Show every line of the rows below that contains the string "jacket". Case counts.

------------

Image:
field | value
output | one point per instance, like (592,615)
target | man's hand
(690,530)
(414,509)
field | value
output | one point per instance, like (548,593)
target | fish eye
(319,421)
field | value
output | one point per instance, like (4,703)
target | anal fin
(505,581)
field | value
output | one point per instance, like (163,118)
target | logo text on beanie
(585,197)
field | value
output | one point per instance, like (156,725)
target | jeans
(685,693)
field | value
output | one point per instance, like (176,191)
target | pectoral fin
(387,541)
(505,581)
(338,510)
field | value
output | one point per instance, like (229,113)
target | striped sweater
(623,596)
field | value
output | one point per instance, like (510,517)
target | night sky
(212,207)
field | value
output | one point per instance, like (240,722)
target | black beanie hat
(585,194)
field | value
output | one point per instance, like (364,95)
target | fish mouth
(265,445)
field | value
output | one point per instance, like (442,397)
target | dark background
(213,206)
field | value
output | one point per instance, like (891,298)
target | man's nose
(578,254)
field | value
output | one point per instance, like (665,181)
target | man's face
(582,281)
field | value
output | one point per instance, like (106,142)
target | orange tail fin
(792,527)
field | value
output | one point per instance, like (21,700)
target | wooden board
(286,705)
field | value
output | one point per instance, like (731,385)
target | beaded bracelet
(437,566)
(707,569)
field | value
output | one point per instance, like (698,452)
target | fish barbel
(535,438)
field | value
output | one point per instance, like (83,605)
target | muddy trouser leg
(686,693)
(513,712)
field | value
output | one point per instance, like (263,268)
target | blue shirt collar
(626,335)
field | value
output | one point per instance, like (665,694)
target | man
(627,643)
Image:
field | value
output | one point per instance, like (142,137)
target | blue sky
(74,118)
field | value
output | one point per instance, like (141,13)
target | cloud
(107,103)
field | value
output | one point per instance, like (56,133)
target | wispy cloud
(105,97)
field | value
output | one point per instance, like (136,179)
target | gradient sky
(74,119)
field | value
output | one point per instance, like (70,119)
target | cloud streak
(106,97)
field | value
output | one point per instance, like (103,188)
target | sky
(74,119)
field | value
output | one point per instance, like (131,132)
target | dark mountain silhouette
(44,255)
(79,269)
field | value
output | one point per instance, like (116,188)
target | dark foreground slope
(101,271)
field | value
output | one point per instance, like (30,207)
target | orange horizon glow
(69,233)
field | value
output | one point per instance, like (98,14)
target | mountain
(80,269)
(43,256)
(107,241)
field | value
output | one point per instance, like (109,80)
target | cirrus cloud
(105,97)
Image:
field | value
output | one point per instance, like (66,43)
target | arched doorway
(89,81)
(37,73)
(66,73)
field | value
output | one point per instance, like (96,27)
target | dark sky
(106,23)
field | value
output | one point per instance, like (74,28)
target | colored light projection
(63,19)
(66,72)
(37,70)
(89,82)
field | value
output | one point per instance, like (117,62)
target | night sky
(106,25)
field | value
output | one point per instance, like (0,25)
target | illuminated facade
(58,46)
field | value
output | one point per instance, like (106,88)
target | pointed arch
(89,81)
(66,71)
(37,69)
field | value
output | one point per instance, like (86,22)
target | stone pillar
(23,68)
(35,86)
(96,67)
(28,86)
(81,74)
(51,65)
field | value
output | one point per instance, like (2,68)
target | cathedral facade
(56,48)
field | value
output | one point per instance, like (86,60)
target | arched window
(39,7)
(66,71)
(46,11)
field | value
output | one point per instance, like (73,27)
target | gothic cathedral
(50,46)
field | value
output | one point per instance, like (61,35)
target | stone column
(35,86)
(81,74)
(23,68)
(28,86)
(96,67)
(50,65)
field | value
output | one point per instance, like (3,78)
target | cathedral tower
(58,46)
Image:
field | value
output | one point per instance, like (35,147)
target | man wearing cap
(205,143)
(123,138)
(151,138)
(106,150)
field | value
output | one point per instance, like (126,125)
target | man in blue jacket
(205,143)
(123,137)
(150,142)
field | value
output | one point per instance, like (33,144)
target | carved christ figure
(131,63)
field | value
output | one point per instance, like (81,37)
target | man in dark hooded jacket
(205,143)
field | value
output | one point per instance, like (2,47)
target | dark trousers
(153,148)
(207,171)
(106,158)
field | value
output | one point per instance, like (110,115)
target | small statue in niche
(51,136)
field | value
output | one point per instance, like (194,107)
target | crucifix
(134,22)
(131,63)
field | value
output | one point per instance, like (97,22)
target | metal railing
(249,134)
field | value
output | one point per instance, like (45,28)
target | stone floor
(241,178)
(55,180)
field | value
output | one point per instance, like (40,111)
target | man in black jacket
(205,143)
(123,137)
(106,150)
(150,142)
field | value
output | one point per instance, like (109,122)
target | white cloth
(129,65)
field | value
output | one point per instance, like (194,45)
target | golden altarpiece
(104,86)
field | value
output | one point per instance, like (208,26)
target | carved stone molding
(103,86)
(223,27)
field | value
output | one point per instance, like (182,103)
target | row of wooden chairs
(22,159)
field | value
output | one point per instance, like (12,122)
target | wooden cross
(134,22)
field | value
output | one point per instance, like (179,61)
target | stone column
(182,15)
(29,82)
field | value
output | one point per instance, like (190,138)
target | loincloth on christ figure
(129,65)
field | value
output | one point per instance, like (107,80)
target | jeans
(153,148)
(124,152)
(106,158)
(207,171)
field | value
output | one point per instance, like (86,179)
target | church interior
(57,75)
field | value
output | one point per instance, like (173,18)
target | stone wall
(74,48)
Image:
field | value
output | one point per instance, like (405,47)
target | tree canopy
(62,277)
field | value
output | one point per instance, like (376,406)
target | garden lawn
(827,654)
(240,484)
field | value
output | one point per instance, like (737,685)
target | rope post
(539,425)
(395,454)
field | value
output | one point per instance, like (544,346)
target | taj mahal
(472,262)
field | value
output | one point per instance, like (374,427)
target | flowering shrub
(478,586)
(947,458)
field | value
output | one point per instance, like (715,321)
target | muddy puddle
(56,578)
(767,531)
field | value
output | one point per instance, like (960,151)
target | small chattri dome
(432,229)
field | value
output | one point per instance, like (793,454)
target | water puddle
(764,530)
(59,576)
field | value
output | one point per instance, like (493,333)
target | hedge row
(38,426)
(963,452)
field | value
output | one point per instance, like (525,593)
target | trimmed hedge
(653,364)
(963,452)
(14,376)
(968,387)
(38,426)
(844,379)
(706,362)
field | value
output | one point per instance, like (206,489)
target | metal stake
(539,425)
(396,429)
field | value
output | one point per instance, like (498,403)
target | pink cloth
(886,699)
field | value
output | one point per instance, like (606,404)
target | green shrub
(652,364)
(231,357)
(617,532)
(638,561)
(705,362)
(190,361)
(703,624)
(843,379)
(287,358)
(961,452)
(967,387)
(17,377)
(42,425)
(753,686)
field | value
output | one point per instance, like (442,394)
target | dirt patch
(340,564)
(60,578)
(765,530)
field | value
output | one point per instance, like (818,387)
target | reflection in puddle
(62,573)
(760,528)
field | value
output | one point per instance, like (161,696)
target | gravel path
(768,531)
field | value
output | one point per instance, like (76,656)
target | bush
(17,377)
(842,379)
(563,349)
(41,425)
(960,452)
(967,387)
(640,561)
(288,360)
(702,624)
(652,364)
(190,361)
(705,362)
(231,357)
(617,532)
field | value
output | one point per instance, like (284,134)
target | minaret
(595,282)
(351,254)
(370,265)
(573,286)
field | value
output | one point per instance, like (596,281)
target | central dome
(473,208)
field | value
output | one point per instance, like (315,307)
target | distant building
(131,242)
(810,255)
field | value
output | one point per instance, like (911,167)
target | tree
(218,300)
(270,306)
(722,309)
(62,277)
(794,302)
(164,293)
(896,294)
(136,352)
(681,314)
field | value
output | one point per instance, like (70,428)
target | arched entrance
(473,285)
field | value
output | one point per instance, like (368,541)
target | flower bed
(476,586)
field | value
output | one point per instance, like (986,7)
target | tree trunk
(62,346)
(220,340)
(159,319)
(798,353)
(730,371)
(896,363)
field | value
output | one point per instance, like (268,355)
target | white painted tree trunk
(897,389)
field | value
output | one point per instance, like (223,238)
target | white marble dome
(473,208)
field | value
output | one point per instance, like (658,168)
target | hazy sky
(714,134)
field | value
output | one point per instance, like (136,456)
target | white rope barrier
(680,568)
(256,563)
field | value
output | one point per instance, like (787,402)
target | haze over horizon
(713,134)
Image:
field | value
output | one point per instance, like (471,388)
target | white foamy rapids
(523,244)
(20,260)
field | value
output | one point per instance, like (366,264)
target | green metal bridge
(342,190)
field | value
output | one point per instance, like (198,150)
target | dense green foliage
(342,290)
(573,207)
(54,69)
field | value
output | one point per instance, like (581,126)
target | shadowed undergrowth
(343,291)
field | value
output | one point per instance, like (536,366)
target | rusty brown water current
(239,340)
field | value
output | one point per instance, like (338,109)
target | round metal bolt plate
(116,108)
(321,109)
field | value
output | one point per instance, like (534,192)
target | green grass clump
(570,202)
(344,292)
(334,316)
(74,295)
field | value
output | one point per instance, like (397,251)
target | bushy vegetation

------------

— The reply —
target | man in blue jacket
target | man in dark hooded jacket
target | man in black jacket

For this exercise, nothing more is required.